YOUR INSTRUCTIONS >> Stopping at the line that holds "van wheel, writing one line per instance.", repeat the lines below exactly, starting from the very first and including that final line.

(Dataset entries)
* * * * *

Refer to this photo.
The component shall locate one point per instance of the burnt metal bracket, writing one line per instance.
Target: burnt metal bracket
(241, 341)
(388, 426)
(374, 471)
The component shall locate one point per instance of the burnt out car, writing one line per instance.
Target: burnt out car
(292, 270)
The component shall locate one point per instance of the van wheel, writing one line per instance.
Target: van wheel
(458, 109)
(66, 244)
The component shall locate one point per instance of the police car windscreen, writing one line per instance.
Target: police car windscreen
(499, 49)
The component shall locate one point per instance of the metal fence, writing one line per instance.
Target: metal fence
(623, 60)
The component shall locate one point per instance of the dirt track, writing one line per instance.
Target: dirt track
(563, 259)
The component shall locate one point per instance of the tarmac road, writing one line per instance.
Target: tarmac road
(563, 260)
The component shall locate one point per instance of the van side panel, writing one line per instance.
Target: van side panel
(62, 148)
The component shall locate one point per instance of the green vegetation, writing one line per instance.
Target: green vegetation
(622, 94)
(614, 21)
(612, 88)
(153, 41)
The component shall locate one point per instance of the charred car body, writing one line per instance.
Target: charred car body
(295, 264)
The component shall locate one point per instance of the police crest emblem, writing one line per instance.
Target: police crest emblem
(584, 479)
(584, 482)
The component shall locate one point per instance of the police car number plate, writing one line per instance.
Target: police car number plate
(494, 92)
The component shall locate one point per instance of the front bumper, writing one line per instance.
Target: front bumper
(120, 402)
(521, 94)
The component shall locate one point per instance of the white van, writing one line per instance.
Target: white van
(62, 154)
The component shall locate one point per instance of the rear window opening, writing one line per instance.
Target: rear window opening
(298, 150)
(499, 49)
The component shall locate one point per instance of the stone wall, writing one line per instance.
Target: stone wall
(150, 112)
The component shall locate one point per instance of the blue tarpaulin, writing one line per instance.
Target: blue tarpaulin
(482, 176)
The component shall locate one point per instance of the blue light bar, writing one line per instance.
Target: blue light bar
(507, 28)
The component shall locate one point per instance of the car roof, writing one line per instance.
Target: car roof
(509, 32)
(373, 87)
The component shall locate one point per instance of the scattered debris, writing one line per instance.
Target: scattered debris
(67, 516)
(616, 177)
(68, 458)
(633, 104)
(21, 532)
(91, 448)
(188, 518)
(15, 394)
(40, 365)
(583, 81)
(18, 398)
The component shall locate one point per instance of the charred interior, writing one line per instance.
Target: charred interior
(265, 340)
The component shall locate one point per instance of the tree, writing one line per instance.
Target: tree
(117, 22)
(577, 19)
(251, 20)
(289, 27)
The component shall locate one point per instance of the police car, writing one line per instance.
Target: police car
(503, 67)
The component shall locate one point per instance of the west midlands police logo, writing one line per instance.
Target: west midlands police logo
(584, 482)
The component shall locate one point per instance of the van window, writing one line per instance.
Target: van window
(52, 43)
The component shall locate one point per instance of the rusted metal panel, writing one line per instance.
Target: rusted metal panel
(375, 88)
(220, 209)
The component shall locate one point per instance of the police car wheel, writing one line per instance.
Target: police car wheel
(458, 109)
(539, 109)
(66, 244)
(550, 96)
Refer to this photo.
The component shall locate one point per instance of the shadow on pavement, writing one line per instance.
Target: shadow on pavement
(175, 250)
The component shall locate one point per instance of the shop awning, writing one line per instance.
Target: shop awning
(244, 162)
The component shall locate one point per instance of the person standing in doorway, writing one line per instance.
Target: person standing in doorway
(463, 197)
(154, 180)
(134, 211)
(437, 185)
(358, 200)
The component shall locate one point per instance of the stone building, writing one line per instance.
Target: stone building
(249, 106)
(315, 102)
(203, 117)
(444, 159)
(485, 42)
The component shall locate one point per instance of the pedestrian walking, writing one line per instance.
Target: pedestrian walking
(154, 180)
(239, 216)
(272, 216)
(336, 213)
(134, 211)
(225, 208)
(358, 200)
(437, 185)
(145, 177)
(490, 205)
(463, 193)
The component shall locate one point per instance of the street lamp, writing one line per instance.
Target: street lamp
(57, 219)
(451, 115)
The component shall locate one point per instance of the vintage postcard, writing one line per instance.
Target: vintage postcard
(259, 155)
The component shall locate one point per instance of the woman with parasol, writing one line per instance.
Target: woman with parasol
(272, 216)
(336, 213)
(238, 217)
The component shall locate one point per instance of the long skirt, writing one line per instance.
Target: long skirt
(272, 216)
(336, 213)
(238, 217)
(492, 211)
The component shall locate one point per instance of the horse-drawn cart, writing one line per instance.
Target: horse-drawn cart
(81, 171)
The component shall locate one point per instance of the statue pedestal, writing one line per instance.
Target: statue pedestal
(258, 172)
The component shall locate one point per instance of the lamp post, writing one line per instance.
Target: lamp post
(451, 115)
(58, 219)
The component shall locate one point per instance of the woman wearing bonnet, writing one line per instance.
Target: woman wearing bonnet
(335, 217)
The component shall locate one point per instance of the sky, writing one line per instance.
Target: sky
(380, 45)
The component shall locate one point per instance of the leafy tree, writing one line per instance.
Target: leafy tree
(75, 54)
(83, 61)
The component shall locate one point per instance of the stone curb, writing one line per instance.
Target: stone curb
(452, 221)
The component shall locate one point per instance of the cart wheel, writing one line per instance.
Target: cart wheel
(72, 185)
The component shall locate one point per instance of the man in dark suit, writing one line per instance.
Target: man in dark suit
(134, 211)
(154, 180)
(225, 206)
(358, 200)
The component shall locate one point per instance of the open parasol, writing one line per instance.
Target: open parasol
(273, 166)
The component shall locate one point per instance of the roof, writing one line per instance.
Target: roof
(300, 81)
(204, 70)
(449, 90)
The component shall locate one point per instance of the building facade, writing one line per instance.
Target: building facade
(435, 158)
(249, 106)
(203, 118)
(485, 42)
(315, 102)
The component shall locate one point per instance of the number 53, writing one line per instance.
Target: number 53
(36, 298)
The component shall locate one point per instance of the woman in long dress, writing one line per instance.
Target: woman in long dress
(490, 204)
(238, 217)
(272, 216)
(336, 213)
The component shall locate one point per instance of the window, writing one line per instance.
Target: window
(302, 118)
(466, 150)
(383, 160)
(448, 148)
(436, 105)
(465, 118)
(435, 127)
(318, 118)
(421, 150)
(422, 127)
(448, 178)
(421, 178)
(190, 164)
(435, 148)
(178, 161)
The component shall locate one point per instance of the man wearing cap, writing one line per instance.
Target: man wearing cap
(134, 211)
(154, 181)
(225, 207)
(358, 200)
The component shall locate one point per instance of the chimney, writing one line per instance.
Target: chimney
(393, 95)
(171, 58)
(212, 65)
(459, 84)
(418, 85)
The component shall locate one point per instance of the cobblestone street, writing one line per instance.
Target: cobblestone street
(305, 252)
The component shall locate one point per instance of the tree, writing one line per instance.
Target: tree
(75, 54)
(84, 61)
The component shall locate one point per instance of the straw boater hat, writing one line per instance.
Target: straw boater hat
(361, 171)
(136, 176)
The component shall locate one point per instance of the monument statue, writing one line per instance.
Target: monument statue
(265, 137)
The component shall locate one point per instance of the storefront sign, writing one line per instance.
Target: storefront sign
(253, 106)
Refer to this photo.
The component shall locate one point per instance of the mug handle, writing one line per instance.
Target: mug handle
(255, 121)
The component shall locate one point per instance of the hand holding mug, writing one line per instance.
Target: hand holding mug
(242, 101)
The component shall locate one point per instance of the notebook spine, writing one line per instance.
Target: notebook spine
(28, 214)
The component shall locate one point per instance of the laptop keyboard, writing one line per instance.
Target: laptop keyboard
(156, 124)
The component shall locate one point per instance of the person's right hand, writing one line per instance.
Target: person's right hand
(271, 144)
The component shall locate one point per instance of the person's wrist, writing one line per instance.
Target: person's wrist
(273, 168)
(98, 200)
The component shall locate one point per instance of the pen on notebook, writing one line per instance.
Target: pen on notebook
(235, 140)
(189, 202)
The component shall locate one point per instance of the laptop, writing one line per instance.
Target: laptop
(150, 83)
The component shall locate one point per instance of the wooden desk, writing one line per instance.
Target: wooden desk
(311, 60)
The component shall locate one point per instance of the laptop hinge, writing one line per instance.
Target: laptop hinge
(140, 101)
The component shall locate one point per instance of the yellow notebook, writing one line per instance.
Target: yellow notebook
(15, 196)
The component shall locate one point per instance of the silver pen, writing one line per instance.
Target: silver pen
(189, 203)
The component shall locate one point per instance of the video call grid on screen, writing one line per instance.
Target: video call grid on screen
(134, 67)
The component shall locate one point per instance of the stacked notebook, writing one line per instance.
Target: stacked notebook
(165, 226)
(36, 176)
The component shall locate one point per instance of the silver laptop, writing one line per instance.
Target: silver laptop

* * * * *

YOUR RESPONSE >>
Refer to this photo.
The component shall locate one point per instance of the burnt metal bracket, writing one line per instance.
Target: burnt metal bracket
(241, 341)
(388, 426)
(374, 471)
The component shall locate one point per instance of the burnt out car, writing one line per instance.
Target: burnt out car
(292, 270)
The component shall locate one point per instance of the van wheel, writing one line per instance.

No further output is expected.